(Extracted data entries)
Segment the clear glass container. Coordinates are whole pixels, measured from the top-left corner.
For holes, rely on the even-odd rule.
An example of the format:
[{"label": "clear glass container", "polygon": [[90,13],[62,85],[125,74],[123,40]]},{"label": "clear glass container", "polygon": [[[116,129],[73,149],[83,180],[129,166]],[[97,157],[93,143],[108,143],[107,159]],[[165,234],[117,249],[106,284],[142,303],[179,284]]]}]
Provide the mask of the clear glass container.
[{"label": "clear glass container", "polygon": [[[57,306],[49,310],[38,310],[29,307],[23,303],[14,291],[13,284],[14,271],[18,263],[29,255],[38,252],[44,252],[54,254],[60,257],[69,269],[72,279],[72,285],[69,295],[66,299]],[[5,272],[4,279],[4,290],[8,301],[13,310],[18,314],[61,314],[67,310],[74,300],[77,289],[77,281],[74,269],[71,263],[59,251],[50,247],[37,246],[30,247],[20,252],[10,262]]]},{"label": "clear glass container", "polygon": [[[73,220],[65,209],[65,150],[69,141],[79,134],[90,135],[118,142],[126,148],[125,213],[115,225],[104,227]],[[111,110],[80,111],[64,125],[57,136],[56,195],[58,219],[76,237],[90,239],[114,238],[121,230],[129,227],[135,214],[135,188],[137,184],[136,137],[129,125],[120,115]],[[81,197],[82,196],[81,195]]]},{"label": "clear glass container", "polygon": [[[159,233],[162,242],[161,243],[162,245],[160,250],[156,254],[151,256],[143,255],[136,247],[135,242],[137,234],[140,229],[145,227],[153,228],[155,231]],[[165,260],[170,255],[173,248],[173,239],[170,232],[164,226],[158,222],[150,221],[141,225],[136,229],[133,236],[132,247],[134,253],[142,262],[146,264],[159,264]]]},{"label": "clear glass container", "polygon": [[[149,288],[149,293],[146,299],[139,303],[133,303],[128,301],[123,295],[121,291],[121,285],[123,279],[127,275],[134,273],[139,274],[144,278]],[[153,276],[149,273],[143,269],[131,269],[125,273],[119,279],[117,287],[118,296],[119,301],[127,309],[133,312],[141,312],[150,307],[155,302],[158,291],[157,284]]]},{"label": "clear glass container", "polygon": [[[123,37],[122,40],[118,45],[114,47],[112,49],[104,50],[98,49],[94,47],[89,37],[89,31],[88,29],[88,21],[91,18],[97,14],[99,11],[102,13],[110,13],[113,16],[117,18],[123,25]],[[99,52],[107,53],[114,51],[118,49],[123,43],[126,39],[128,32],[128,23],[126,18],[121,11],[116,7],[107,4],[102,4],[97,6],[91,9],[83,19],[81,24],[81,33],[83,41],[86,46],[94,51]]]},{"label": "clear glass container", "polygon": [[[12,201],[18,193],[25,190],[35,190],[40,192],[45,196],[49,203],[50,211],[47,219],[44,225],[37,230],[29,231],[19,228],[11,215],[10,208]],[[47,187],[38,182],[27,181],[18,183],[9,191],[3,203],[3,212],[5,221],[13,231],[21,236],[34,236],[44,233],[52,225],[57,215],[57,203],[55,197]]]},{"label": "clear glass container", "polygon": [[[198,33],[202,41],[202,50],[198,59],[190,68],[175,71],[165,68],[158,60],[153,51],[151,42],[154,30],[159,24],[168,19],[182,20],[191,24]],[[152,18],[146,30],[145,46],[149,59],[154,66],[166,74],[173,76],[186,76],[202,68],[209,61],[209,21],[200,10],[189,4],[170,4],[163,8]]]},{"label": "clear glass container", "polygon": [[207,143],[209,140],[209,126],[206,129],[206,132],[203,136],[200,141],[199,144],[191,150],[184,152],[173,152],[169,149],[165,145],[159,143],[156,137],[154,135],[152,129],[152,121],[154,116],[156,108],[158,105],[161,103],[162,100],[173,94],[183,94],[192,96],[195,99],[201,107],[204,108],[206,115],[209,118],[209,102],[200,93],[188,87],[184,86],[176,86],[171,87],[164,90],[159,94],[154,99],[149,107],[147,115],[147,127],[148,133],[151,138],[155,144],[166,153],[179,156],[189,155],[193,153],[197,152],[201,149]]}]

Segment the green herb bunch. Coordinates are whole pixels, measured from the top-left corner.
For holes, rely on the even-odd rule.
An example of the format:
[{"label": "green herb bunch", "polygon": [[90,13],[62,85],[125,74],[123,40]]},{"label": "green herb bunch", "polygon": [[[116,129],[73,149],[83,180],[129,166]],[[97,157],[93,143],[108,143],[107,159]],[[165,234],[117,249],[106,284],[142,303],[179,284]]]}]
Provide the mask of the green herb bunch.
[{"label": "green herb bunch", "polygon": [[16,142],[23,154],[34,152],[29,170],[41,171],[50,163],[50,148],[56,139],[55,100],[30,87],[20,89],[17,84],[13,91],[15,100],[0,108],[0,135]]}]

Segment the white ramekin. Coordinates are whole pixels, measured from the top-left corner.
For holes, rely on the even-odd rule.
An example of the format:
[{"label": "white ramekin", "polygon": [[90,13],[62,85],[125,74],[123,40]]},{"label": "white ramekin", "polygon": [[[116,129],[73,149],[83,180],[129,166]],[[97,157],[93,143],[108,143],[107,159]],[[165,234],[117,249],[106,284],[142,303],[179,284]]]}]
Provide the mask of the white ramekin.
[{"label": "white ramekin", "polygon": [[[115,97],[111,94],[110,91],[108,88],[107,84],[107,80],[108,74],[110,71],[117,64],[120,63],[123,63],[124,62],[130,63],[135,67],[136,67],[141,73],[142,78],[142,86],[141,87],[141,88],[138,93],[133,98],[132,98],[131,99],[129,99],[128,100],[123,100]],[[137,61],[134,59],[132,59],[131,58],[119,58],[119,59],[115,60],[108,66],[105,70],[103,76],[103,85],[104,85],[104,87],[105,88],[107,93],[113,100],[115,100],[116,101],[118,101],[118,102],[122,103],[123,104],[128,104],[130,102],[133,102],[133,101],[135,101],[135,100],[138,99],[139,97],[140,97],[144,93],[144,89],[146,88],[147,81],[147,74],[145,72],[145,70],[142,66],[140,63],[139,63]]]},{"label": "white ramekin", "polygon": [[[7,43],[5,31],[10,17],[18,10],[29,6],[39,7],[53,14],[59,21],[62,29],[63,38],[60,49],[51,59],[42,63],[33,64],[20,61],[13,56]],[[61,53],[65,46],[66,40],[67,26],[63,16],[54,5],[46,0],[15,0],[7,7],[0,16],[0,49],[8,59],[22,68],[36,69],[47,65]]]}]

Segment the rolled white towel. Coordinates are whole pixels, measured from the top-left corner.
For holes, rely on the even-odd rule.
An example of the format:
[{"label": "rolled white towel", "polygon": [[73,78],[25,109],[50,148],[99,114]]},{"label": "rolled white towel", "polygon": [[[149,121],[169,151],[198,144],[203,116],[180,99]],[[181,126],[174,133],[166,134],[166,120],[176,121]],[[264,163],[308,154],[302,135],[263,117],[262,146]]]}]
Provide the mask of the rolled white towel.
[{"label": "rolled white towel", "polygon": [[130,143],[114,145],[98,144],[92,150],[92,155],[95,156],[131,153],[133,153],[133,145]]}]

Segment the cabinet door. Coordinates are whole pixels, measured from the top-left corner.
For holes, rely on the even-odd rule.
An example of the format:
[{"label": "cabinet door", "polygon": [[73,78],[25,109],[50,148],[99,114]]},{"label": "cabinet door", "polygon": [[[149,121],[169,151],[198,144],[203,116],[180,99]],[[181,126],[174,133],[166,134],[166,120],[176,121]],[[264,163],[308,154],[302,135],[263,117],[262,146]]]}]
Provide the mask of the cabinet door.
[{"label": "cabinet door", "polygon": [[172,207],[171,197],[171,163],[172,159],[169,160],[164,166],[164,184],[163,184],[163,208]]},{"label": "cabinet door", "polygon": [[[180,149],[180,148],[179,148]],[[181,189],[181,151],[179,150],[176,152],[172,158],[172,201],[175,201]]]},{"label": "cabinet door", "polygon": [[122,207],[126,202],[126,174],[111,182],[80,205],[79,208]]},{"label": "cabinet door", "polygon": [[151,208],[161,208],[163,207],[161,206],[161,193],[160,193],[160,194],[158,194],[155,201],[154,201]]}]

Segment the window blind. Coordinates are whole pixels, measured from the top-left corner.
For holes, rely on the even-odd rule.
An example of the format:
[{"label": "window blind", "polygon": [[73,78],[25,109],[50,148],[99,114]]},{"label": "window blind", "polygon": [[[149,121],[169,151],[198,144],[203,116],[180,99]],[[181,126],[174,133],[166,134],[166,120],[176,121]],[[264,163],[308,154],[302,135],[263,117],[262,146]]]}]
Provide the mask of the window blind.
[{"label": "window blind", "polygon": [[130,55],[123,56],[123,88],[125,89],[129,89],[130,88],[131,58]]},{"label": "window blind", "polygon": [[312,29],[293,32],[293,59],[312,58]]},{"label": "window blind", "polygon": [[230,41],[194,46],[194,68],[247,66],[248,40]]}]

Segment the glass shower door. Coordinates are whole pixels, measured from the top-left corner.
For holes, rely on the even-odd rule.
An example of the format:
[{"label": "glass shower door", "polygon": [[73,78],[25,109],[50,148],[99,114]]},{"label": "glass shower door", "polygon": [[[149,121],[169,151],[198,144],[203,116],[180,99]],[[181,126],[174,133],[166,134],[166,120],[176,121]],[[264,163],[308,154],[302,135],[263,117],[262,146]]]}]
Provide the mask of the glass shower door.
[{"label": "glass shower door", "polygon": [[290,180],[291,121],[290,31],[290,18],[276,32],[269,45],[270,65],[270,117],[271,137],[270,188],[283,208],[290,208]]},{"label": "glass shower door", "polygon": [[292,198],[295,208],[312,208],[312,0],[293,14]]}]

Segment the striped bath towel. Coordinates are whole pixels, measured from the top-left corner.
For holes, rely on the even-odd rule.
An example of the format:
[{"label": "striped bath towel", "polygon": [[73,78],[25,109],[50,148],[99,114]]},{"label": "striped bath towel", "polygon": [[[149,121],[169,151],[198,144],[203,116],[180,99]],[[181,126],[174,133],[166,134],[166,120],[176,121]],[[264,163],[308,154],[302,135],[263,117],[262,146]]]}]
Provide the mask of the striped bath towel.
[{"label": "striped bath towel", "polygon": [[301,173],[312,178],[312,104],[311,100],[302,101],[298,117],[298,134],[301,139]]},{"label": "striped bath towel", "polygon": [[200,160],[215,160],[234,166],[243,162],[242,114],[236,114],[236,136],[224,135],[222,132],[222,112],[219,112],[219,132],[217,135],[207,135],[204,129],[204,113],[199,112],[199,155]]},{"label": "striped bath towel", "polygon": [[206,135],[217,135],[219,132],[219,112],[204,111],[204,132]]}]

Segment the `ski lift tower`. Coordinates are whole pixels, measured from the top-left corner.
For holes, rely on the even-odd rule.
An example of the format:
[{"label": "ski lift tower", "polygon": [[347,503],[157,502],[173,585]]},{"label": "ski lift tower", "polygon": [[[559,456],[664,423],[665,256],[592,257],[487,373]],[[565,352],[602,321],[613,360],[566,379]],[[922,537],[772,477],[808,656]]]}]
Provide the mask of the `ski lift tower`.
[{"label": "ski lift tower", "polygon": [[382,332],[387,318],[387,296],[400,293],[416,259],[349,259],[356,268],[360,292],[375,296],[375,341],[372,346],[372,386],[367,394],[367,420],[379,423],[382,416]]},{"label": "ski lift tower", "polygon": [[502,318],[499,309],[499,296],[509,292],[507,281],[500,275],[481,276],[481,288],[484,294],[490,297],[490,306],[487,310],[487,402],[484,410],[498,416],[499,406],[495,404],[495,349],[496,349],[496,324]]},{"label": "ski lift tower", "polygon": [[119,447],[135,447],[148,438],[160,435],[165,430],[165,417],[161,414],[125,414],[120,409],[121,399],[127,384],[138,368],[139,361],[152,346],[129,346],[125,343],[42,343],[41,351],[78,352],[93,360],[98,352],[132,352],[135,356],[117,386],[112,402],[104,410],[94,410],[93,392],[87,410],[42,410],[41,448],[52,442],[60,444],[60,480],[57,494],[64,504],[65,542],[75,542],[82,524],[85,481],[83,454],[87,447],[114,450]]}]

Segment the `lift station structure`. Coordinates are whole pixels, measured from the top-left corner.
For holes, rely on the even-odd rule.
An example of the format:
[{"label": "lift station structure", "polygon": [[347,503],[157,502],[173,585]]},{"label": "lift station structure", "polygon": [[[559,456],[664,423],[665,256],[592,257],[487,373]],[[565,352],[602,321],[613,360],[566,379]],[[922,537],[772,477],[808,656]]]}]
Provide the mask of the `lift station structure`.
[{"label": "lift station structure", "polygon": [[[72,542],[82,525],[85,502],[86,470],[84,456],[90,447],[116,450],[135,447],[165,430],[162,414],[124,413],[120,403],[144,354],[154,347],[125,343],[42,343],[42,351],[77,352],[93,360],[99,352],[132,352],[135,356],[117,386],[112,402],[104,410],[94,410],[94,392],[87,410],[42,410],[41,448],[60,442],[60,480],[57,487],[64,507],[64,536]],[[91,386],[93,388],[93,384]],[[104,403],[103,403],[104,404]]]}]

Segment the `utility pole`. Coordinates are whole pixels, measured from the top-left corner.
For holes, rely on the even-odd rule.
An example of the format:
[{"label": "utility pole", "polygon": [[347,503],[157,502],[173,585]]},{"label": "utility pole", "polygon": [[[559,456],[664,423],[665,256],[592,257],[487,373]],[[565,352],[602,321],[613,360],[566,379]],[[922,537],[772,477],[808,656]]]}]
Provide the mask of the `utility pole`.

PROMPT = Copy everything from the start of the records down to the line containing "Provide the mask of the clear", putting "upper-left corner" in place of "top-left corner" and keeping all else unchanged.

WORKED ANSWER =
Segment the clear glass container. Coordinates are whole pixels, measured from the upper-left corner.
For holes, rely on the even-odd rule.
An example of the format:
[{"label": "clear glass container", "polygon": [[90,13],[62,85],[125,74],[123,40]]},{"label": "clear glass container", "polygon": [[[116,129],[73,149],[83,180],[129,166]],[[97,157],[93,143],[108,143],[107,159]],[[165,234],[117,249],[106,284],[142,303],[179,284]]]}]
Provide the mask of the clear glass container.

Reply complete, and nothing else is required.